• **What you will do**:
• A. Summarize the text on Robert Okojie below in two sentences.
• B. Using the text on Robert Okojie below, answer each question on its own line:
(i) From which high school did Okojie graduate, and in what year?
(ii) In what year did he travel to the United States to attend college?
(iii) In what year did he join the silicon carbide research group at NASA's Glenn Research Center?

• **Text shown**:
Robert Sylvester Okojie is a Nigerian-American engineer.

Early life and education 
Robert Okojie was born in Barkin-Ladi, Plateau State, Nigeria, to Juliana Omakhamen Okojie (nee Odigie) and Prince Francis A. Okojie, from the Royal family of King Ogbidi Okojie (1857-1944) of Uromi who was a ruler of the Esan people in what is now Edo State, Nigeria

After graduation from Ibadan Boys' High School (1980) in Oyo State, Nigeria, Okojie traveled to the United States to attend college in 1986. He attended the New Jersey Institute of Technology in Newark, where he obtained his bachelor's (1991) and Master’s (1993) in electrical engineering respectively. He further earned his PhD in 1996.

Career 
Okojie joined the silicon carbide research group at NASA’s Glenn Research Center in Cleveland in 1999. He holds over 20 patents relating to high-temperature devices, including several licenses for commercial use that could reduce spacecraft weight, and thereby launch cost and fuel consumption, while leaving additional space for scientific payloads.

• **Record list**:
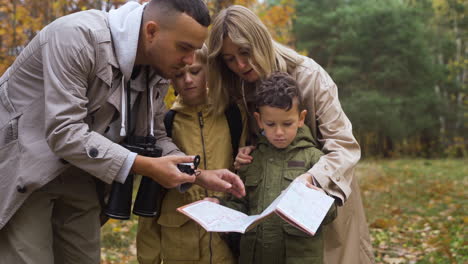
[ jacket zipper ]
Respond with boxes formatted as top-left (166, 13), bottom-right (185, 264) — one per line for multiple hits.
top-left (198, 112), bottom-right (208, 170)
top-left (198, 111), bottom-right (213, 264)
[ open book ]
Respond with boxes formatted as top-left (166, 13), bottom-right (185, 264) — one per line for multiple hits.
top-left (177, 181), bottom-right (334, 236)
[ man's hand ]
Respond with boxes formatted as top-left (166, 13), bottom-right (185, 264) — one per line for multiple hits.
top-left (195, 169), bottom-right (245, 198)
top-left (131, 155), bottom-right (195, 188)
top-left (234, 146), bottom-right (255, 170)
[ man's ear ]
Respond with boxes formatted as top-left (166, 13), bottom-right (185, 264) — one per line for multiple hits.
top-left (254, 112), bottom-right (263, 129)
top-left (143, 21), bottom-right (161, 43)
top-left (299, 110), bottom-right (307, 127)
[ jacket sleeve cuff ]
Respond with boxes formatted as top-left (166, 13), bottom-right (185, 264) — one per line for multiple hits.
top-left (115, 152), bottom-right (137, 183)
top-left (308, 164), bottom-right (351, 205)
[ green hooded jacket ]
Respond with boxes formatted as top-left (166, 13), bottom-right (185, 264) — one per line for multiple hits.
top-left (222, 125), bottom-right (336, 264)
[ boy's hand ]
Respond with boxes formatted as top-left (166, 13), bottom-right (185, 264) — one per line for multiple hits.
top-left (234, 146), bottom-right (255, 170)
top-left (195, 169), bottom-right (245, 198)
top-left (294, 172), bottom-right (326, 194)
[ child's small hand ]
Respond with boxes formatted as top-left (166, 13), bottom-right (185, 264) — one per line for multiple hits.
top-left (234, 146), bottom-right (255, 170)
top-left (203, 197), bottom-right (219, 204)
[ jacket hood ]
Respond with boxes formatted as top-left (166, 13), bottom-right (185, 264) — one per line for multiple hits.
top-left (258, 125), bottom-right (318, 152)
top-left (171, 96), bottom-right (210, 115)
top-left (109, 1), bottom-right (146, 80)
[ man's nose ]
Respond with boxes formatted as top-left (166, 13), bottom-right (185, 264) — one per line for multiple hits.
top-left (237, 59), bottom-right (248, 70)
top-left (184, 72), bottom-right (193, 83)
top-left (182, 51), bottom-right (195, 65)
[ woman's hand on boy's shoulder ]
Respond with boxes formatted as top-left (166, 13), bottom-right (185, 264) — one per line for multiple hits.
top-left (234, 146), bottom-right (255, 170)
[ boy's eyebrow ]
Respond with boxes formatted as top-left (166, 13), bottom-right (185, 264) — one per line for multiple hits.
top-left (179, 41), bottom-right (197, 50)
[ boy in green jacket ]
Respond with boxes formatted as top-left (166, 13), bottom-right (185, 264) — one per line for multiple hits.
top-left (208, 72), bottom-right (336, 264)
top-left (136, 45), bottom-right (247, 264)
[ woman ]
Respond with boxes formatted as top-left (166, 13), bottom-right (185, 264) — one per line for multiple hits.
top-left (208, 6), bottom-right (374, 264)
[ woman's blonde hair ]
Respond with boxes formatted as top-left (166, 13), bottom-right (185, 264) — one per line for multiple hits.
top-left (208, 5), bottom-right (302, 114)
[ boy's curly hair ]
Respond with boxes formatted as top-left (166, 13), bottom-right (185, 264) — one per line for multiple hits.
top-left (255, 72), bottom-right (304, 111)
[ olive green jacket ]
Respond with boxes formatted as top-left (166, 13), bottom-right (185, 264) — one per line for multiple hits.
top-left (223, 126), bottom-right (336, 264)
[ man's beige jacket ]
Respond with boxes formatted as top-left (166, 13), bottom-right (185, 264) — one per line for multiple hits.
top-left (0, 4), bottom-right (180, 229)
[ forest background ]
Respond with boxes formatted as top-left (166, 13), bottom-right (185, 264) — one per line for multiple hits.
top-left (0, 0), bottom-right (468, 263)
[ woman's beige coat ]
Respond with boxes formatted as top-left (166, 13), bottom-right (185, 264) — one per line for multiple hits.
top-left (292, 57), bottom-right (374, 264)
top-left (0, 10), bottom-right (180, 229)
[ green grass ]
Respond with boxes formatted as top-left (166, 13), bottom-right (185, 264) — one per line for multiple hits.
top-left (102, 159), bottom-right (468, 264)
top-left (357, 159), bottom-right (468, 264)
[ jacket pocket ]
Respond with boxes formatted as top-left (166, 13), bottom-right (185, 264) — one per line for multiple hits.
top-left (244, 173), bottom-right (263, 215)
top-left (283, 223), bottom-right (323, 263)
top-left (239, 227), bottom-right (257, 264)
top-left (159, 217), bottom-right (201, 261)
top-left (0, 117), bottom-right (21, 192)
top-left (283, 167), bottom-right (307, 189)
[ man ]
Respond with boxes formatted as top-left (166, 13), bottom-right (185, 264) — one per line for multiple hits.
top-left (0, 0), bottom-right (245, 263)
---
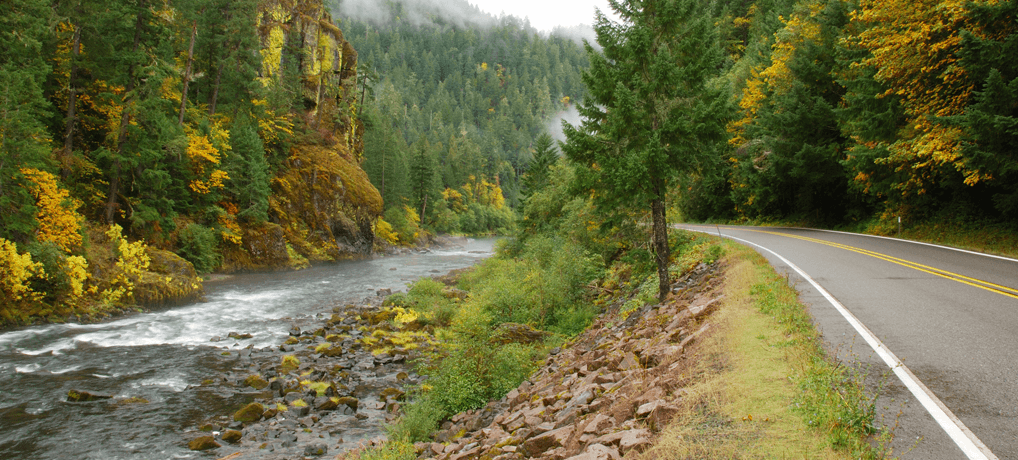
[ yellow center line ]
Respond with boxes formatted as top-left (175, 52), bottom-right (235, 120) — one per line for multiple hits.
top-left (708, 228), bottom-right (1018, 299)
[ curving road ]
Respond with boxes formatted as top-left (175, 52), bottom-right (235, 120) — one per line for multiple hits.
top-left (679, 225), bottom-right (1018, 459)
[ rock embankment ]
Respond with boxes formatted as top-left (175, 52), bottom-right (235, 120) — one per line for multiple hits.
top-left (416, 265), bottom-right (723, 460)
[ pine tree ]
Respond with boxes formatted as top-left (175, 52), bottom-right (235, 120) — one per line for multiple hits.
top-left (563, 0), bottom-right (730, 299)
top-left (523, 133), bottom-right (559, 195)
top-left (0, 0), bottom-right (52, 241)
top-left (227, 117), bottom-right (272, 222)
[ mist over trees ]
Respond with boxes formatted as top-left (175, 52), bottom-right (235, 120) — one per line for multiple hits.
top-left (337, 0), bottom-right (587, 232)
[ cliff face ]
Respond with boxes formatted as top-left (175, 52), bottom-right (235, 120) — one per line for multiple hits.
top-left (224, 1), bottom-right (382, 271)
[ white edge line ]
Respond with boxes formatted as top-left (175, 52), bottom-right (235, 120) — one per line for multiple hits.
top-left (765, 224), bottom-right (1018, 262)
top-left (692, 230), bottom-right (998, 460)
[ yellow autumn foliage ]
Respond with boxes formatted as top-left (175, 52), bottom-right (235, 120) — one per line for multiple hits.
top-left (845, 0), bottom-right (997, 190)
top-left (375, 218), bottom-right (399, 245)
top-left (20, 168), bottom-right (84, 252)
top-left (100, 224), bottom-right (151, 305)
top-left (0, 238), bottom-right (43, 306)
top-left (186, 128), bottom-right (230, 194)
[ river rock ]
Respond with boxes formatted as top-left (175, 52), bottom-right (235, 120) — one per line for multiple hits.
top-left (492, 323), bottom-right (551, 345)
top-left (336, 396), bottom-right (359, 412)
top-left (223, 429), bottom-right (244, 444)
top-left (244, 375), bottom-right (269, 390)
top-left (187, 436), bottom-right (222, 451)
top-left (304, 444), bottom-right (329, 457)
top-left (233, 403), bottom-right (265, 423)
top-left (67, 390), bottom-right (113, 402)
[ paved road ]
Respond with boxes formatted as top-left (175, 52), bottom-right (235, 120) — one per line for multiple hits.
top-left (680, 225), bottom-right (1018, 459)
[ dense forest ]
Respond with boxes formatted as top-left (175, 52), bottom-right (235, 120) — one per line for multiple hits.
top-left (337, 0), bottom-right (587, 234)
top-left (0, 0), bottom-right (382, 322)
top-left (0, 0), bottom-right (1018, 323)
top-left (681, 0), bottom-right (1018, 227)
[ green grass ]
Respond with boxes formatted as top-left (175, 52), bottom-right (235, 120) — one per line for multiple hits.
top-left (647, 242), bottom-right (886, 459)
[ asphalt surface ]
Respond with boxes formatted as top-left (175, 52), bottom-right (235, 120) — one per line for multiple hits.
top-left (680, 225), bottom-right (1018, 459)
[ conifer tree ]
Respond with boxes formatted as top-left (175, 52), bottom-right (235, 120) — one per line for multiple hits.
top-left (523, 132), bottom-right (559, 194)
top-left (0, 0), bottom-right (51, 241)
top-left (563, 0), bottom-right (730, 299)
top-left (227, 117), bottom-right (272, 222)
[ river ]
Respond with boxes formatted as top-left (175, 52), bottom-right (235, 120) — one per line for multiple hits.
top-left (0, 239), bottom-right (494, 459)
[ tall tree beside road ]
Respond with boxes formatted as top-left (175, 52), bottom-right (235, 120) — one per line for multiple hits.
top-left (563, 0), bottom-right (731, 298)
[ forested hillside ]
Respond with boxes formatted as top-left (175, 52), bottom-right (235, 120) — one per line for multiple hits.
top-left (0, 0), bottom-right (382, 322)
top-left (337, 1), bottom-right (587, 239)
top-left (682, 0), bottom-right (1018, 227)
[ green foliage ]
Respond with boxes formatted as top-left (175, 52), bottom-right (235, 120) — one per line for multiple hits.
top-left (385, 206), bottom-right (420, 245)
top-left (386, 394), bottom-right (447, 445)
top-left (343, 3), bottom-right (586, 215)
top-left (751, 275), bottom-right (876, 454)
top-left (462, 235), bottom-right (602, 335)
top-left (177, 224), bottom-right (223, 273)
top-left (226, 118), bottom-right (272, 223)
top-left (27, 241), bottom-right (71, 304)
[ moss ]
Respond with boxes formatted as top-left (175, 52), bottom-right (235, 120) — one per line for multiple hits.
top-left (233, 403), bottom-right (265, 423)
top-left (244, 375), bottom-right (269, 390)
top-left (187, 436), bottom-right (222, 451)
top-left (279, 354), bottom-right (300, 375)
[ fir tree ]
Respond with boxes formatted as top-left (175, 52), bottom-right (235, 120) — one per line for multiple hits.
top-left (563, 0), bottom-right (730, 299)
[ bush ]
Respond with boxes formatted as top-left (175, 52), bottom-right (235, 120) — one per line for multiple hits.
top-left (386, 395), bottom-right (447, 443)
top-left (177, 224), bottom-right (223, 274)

• **Solved tasks**:
• A. Robert Sylvester Okojie is a Nigerian-American engineer, born in Barkin-Ladi, Plateau State, Nigeria, who earned bachelor's (1991) and master's (1993) degrees in electrical engineering at the New Jersey Institute of Technology and a PhD in 1996. He joined the silicon carbide research group at NASA's Glenn Research Center in Cleveland in 1999 and holds over 20 patents relating to high-temperature devices, several of them licensed for commercial use.

• B.
(i) Ibadan Boys' High School, in 1980
(ii) 1986
(iii) 1999